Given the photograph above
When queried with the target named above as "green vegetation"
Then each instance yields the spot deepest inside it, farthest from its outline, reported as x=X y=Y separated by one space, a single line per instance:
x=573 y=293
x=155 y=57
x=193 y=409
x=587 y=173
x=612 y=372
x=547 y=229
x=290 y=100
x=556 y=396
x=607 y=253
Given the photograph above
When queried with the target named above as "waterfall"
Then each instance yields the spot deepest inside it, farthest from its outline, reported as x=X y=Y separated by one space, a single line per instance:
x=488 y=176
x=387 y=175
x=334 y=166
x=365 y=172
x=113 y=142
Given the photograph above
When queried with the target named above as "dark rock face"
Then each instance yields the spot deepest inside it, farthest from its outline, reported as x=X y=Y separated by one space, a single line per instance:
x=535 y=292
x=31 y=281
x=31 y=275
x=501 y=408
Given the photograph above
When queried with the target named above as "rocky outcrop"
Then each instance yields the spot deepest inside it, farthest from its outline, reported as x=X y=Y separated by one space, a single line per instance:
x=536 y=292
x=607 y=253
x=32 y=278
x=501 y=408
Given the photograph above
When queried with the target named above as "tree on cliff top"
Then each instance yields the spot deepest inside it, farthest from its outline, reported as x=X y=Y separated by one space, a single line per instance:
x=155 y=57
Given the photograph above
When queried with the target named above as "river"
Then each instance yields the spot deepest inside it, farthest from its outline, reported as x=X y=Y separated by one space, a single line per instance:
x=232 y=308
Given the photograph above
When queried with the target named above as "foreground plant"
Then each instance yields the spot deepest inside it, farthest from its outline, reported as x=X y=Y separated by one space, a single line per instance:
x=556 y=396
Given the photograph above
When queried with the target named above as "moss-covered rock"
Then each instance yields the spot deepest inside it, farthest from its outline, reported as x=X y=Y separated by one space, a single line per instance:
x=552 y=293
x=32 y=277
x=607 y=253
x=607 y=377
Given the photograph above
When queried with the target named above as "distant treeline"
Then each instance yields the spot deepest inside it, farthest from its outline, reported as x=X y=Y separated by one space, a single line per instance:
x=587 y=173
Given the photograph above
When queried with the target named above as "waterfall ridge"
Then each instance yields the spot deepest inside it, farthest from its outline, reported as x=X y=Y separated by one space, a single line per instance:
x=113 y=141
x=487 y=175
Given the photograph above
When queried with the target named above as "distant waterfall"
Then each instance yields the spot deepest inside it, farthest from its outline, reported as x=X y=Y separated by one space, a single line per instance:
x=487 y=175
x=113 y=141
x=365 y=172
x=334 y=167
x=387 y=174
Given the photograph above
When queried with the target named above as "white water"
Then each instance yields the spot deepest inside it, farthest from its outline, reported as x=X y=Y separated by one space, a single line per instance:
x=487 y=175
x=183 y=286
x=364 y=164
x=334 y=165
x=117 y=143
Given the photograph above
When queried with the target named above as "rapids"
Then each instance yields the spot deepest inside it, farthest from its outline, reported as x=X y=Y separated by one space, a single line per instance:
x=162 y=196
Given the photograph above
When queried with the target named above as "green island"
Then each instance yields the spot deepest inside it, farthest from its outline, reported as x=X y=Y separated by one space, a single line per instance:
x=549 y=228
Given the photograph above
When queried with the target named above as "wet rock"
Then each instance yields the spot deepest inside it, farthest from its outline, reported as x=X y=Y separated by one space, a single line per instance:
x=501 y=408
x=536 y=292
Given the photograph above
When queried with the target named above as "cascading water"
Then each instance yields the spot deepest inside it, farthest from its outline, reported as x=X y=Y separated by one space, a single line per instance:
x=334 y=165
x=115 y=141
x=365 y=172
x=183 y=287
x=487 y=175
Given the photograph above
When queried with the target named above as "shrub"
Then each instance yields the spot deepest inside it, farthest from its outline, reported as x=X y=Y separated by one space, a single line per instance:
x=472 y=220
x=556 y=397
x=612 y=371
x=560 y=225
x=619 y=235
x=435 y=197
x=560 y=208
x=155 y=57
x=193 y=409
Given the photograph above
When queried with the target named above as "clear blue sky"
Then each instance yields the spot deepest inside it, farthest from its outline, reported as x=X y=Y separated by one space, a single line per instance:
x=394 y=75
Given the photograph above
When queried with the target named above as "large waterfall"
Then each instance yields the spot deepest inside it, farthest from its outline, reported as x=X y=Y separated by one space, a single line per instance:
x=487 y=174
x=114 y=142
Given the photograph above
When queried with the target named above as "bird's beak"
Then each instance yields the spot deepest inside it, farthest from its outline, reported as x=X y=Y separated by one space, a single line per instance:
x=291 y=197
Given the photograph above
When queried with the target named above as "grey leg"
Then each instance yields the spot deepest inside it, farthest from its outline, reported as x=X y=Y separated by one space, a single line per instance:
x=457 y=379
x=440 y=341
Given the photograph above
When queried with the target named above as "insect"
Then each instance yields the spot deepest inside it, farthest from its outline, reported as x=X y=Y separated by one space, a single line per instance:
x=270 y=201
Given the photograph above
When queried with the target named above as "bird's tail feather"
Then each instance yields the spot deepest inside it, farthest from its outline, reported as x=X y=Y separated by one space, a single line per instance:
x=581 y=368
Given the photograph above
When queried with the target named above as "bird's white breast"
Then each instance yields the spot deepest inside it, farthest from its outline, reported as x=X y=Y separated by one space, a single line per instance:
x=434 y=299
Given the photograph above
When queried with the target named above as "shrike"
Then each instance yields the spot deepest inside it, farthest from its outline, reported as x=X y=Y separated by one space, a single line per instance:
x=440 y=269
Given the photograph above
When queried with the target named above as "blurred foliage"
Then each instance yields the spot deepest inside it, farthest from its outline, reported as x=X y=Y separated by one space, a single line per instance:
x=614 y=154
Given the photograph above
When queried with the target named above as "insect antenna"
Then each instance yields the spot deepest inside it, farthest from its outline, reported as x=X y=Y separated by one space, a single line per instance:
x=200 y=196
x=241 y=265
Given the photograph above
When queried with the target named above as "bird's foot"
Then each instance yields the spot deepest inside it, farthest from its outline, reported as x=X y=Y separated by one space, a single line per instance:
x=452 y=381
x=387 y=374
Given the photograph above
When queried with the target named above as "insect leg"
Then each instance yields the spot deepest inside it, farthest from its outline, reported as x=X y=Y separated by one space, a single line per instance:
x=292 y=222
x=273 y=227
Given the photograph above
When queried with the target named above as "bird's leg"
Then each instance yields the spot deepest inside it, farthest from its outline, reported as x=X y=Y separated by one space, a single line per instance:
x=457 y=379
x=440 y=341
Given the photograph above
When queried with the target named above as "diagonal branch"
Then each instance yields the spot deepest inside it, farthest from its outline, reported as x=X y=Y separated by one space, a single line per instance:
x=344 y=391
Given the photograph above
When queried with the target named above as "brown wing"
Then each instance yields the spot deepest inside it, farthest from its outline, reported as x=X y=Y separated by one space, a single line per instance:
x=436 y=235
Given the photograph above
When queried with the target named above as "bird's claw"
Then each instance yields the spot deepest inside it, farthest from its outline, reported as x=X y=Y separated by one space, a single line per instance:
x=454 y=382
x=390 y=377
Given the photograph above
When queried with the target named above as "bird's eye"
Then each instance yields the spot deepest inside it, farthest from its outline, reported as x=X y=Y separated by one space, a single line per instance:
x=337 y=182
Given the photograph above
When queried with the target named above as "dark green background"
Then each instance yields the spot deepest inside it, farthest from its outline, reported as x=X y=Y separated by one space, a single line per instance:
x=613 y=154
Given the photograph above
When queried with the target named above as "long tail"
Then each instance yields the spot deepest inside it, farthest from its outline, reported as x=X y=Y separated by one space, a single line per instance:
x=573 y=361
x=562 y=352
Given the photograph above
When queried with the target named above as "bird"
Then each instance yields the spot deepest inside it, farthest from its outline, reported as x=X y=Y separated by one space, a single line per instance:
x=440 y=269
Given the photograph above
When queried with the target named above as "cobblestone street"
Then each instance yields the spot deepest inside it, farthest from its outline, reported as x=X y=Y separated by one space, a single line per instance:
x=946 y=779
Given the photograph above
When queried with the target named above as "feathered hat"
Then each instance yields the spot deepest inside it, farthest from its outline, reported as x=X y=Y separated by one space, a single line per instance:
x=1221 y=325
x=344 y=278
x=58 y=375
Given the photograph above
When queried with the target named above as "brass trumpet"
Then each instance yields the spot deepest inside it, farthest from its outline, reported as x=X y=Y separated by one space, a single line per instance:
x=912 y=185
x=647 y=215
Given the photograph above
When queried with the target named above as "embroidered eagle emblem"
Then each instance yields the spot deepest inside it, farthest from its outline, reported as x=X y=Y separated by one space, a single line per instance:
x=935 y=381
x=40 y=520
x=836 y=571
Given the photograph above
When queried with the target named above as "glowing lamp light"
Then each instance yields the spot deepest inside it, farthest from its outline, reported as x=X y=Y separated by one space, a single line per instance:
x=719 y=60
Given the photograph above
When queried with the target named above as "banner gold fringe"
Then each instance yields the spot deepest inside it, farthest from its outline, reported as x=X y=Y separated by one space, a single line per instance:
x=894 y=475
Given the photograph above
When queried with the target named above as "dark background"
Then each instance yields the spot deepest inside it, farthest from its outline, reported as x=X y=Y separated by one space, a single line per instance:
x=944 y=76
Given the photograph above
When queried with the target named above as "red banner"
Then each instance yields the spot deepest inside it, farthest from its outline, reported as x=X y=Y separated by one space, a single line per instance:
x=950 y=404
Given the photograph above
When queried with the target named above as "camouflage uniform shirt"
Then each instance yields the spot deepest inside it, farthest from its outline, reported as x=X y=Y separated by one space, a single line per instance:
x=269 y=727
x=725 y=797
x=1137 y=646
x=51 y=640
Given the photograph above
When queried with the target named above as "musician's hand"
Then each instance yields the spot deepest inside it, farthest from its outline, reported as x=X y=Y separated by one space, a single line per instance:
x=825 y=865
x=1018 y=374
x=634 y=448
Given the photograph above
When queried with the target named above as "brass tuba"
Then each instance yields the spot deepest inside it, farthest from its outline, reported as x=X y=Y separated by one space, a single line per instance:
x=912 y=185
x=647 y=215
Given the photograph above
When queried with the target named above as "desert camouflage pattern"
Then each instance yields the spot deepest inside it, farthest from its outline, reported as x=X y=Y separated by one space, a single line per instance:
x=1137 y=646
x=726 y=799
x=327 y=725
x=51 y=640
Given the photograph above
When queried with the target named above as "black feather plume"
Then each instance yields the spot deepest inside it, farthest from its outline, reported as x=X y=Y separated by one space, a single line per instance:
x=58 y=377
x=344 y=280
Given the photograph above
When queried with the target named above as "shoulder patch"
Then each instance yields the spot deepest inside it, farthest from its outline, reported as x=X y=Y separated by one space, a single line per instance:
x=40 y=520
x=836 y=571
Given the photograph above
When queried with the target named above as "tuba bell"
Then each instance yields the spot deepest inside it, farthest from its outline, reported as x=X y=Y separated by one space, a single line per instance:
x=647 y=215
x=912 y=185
━━━━
◆ TO DO
Find every line in the entries above that contains the word "brass", and copy each such line. Matching is case-sensitive.

◆ ANSWER TO THE EXERCISE
When queried with the target named above as "brass trumpet"
When queried with the target named above as "brass tuba"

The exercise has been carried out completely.